_Gegeven tekst_
- - - - -
Onlangs verschenen in een toonaangevend Duits juridisch tijdschrift twee belangrijke Duitstalige artikelen. Beide zijn erg leerzaam, ook voor de Nederlandse situatie.
Het eerste artikel bevat een zeer kritische en gedegen juridische analyse van de coronamaatregelen in Duitsland.
Het tweede bevat een zeer kritische en gedegen juridische analyse van de gentherapeutische injecties tegen corona in Duitsland.
Onderstaand treft u van beide artikelen de inleidende tekst aan met aansluitend de conclusie en vooruitzichten.
De verwijzing naar het originele artikel, alsmede een Nederlandse machinevertaling van het gehele artikel vindt u direct onder de conclusie en vooruitzichten van elk artikel.
Het einde van de constitutionele tunnelvisie op staatsbesluiten onder onzekerheden
Dit essay is de opmaat tot een tweedelige analyse van de rechterlijke proportionaliteitstoetsing van coronamaatregelen. Het beoogt het oog van de rechtspraak te scherpen voor zwaarwegende – maar tot dusver niet in aanmerking genomen – feitelijke aspecten en de temporele indeling daarvan, waarmee in het kader van gerechtelijke procedures over coronamaatregelen rekening moet worden gehouden. Het beoogt aan te tonen dat de wetgever – in strijd met de besluiten van het BVerfG van 19-11-2021 (“Bundesnotbremse I en II”), van 10-02-2022 en 27-04-2022 (“COVID-19-Impfpflicht I en II”) – zijn beoordelings- en vormgevingsmarge allang heeft overschreden. Een groot aantal rechtsgrondslagen voor corona-beschermingsmaatregelen doorstaat bij een uitgebreide beoordeling van de feiten zelfs vanuit een ex ante-perspectief geen evenredigheidstoets. Dit geldt des te meer in het geval van een zorgvuldig uitgevoerde gerechtelijke bewijsvoering.
- - - - -
_Opdracht 1_
Herhaal woordelijk uit de gegeven tekst alles vanaf "Onlangs verschenen in" tot en met "van elk artikel.".
_Opdracht 2_
Op welke data heeft het BVerfG volgens de gegeven tekst de besluiten "COVID-19-Impfpflicht I en II" genomen?
_Opdracht 3_
Vat de gegeven tekst samen in twee zinnen.

_Getoonde gegevens_
- - - - -
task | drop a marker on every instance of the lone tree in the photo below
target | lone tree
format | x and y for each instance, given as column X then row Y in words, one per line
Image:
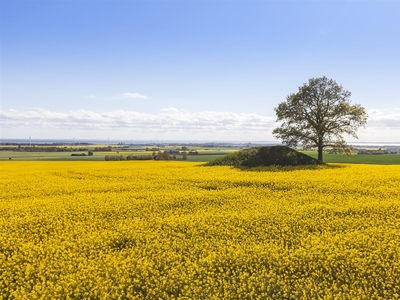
- - - - -
_Uitwerking 1_
Onlangs verschenen in een toonaangevend Duits juridisch tijdschrift twee belangrijke Duitstalige artikelen. Beide zijn erg leerzaam, ook voor de Nederlandse situatie.
Het eerste artikel bevat een zeer kritische en gedegen juridische analyse van de coronamaatregelen in Duitsland.
Het tweede bevat een zeer kritische en gedegen juridische analyse van de gentherapeutische injecties tegen corona in Duitsland.
Onderstaand treft u van beide artikelen de inleidende tekst aan met aansluitend de conclusie en vooruitzichten.
De verwijzing naar het originele artikel, alsmede een Nederlandse machinevertaling van het gehele artikel vindt u direct onder de conclusie en vooruitzichten van elk artikel.

_Uitwerking 2_
Op 10-02-2022 en 27-04-2022.

_Uitwerking 3_
In een toonaangevend Duits juridisch tijdschrift verschenen twee kritische juridische analyses: een van de coronamaatregelen en een van de gentherapeutische injecties tegen corona in Duitsland. Het essay over de constitutionele tunnelvisie betoogt dat de wetgever zijn beoordelings- en vormgevingsmarge allang heeft overschreden en dat veel rechtsgrondslagen voor coronamaatregelen zelfs vanuit een ex ante-perspectief geen evenredigheidstoets doorstaan.